BEGIN SELECTED EXCERPT
Via ktschwarz at Wordorigins.org, the OED blog post Comic Strips and the OED, by Matthew Bladen:
When revising an OED entry, our chief concern is that the quotations reflect the reality of current and historical usage: we include the earliest example of a word, sense, or phrase that we can find; we strive to illustrate typicality (while occasionally including unusual material where it’s particularly relevant or helpful); and we attempt to remain objective, using corpus evidence and other tools to counteract the various blind spots and other idiosyncrasies that we each possess. However, when revising Blockhead n., there was one source that I knew I had to include. Therefore, as part of the accompanying evidence of usage for sense 1 of BLOCKHEAD (a word whose illustrious pedigree, as we now know, extends all the way back to Thomas More), you will find a quotation from a 1960 edition of the Texas newspaper Paris News, standing for all the newspapers which, on the 20th of May, printed a syndicated comic strip in which the unluckiest baseball player in history, having previously and miraculously stolen second and then third base, attempts to score his first ever run:
Charlie Brown is trying to steal home!! Slide, Charlie Brown! Slide!..Oh, you blockhead!
I candidly admit that this quotation from Charles Schulz’s Peanuts owes its place largely to my great affection for the strip, but it is also a fine example of the word’s modern, colloquial register as a mild term of depreciation, while simultaneously being a rare example of an OED quotation taken from a comic strip which doesn’t show a decisive point in the word’s history (except arguably in terms of cultural salience), but is merely a good illustrative quotation.
END SELECTED EXCERPT
→ WHAT YOU SHOULD DO
In the excerpt on comic strips and the OED, which newspaper supplies the Peanuts quotation for sense 1 of "blockhead"?
BEGIN DATA SHOWN
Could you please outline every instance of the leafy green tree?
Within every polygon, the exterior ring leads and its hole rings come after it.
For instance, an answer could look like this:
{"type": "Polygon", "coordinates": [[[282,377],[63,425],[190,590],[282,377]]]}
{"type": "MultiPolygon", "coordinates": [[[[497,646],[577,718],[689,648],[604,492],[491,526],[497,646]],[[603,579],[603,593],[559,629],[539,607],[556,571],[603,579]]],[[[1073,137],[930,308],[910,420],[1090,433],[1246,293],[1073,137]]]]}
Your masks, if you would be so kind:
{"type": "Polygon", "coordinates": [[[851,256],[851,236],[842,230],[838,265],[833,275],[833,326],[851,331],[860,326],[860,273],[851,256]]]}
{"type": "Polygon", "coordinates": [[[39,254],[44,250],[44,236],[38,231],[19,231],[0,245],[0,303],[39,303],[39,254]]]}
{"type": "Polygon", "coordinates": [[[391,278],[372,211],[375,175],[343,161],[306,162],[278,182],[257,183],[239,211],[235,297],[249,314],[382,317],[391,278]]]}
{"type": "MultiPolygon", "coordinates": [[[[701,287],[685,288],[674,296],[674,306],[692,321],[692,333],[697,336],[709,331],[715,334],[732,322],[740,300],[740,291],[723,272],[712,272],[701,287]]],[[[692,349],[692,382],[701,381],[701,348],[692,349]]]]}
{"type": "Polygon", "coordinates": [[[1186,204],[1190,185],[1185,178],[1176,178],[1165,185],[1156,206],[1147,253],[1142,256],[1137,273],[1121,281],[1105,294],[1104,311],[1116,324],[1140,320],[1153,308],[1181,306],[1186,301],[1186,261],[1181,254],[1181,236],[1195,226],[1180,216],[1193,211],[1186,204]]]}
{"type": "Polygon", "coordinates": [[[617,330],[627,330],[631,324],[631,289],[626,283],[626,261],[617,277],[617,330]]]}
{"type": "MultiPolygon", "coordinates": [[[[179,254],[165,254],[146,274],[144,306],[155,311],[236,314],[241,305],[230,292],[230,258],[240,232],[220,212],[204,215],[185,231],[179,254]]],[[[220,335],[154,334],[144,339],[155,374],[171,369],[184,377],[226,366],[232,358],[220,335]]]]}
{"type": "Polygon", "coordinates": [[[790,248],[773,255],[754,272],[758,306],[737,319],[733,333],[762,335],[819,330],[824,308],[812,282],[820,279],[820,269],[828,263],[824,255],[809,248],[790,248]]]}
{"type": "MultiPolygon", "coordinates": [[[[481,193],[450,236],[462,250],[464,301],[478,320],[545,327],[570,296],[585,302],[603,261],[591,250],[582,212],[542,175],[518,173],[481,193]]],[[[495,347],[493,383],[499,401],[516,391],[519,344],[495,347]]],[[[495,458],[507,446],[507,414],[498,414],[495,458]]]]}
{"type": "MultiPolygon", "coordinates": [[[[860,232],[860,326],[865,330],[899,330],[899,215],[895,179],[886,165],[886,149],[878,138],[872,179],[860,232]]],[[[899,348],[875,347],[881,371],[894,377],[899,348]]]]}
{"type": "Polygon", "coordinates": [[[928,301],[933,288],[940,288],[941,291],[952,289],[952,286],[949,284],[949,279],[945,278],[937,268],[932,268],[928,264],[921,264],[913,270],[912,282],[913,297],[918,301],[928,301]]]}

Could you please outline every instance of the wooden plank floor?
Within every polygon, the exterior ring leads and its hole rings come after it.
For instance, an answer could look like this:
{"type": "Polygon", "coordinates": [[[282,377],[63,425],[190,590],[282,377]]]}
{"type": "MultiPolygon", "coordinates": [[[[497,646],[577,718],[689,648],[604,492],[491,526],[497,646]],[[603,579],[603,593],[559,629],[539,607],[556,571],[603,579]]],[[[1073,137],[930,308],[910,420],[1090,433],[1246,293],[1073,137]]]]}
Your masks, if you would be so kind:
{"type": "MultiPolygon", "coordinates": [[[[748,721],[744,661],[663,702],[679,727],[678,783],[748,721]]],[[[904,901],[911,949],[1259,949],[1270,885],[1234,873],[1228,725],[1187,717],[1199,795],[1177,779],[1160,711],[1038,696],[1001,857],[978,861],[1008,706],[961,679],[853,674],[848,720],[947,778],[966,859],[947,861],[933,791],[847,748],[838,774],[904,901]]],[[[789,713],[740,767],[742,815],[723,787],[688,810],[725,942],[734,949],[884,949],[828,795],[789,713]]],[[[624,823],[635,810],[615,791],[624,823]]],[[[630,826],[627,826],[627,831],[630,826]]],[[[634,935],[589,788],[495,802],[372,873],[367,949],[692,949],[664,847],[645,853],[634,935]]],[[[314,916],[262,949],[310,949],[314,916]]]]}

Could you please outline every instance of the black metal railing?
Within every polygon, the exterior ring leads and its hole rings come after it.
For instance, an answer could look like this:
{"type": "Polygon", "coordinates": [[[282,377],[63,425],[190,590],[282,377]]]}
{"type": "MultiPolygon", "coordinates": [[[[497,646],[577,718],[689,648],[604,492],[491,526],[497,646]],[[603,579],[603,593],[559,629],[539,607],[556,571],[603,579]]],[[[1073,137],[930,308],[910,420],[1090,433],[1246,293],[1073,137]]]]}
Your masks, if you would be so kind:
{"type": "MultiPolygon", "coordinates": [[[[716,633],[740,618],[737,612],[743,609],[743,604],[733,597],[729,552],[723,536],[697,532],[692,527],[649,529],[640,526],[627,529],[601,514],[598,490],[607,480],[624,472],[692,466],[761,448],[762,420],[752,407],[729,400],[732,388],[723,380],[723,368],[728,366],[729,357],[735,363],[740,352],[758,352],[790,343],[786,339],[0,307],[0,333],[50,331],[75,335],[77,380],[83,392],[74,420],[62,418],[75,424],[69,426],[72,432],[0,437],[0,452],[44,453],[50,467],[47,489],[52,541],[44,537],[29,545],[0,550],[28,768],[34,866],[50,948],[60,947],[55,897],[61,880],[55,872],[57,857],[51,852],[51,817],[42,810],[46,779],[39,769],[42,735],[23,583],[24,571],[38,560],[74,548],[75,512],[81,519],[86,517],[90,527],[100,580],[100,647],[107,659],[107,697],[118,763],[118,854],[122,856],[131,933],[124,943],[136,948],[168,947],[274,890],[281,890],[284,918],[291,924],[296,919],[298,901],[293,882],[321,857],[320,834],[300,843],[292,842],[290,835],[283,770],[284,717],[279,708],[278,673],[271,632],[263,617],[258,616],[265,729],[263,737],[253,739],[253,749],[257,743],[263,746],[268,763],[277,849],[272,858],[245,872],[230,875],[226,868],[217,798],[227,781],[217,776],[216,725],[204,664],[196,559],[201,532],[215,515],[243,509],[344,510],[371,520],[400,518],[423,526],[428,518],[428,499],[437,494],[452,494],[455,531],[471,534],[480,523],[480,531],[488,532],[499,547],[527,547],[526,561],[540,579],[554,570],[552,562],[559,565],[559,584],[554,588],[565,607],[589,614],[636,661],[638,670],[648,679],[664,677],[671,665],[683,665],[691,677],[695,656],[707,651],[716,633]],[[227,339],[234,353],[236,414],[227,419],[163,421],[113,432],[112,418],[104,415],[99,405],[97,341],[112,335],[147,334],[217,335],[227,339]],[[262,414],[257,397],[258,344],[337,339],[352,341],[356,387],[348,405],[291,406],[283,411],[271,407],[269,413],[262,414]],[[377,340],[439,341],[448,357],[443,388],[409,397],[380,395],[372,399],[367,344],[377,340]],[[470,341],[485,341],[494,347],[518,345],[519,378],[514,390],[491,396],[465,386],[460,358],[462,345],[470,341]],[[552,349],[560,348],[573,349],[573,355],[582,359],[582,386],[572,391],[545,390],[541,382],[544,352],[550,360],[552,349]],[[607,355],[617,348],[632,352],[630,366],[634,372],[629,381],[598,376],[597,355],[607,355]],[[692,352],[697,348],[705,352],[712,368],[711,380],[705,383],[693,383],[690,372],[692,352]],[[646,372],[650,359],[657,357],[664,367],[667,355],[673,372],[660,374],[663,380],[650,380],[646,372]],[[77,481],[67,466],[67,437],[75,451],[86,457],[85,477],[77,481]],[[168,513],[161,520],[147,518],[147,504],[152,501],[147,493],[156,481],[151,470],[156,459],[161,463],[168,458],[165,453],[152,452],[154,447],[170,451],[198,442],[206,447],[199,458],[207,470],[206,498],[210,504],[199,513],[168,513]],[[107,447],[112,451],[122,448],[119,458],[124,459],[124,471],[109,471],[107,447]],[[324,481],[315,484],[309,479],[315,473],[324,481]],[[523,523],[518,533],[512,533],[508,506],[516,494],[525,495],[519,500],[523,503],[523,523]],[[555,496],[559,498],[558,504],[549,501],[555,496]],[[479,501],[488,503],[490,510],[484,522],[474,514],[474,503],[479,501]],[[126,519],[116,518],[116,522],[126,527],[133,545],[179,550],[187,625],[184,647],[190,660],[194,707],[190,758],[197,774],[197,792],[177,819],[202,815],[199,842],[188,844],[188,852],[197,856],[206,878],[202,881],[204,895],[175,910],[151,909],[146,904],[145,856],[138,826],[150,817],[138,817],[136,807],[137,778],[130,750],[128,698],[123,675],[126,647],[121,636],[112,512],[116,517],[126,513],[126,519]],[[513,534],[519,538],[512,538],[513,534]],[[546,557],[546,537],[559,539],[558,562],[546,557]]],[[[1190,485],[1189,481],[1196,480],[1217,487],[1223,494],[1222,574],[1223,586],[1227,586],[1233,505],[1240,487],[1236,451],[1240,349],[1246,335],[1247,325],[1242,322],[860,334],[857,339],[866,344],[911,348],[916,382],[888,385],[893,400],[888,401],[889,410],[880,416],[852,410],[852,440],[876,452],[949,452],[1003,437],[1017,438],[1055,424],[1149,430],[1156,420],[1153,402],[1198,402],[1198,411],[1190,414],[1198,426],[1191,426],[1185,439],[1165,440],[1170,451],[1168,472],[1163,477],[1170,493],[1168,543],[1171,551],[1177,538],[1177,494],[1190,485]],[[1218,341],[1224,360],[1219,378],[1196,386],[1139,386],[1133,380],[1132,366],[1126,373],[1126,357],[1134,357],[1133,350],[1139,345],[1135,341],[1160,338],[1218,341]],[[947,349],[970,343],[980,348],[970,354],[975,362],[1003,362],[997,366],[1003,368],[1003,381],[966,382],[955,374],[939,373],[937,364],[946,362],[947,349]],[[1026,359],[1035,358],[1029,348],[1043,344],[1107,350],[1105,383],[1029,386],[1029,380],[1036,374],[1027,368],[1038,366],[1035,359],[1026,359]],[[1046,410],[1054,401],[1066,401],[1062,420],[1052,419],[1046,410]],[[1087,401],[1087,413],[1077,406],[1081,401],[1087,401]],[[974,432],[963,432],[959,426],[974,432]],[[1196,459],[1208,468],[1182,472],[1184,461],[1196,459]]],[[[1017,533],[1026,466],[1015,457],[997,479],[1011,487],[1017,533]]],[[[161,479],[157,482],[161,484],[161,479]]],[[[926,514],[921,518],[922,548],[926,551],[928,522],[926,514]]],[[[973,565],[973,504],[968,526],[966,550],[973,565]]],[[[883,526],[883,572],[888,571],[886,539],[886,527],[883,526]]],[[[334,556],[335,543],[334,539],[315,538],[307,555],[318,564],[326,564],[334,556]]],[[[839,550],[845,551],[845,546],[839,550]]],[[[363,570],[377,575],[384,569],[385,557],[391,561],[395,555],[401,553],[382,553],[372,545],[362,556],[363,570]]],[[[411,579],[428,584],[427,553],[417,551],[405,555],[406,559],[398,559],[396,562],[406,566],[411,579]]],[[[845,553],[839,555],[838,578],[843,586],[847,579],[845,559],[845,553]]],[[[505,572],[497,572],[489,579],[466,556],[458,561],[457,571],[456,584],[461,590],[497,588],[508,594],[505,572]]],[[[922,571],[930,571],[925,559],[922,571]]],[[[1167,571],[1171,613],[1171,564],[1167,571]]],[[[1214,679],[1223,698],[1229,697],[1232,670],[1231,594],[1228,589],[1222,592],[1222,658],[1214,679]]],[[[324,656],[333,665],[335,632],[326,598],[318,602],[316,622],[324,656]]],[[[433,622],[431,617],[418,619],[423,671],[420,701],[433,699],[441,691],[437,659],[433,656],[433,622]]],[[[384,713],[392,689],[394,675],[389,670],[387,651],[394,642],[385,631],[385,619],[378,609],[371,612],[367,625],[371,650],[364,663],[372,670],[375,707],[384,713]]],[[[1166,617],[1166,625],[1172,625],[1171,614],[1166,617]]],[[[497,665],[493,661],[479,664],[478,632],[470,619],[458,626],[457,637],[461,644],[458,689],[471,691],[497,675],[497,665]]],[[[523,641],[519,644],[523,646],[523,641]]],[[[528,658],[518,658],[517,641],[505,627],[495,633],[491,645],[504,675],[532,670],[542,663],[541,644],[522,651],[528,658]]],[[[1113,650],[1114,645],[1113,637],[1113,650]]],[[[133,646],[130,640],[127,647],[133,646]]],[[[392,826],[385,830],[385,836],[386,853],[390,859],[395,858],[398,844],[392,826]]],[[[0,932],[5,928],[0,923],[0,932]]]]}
END DATA SHOWN
→ REPLY
A 1960 edition of the Texas newspaper Paris News